● Requirement:
Look below for the line with "of the worn". Extract that line and each one after it through the last, word for word.

● Referring expression pointing data:
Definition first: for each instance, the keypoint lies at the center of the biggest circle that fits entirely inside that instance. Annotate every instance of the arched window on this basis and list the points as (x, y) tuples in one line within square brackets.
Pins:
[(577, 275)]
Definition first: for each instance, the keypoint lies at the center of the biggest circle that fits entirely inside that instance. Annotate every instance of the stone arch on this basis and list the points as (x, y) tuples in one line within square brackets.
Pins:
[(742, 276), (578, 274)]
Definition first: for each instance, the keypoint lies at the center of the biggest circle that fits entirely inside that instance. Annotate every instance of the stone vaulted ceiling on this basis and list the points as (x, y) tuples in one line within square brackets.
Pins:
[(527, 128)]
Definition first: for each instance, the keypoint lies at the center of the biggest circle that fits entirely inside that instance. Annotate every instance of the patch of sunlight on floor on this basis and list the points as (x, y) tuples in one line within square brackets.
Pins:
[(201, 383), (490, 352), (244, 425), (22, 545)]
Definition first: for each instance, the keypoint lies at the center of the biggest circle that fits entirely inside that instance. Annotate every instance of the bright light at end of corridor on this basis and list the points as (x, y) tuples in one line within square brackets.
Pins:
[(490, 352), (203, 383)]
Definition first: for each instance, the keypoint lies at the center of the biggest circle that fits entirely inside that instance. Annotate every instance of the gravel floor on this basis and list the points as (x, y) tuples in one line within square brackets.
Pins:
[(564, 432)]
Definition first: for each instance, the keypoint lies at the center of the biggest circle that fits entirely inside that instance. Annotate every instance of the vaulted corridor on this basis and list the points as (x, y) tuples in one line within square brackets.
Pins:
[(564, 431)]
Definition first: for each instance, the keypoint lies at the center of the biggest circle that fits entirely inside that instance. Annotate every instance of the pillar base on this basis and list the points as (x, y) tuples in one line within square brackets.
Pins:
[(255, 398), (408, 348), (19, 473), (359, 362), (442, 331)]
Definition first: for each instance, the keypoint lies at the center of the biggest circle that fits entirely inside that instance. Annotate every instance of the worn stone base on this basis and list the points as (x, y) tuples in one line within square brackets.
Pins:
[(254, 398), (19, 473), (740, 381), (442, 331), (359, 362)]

● Written solution:
Definition first: for each instance, the keypoint lies at the center of the biggest circle that fits entirely inside that instance. Annotate every instance of the worn stone base on this basis and list the points as (x, y) tuples in one line within square brackets.
Pins:
[(254, 398), (19, 473), (740, 381), (442, 331), (359, 362)]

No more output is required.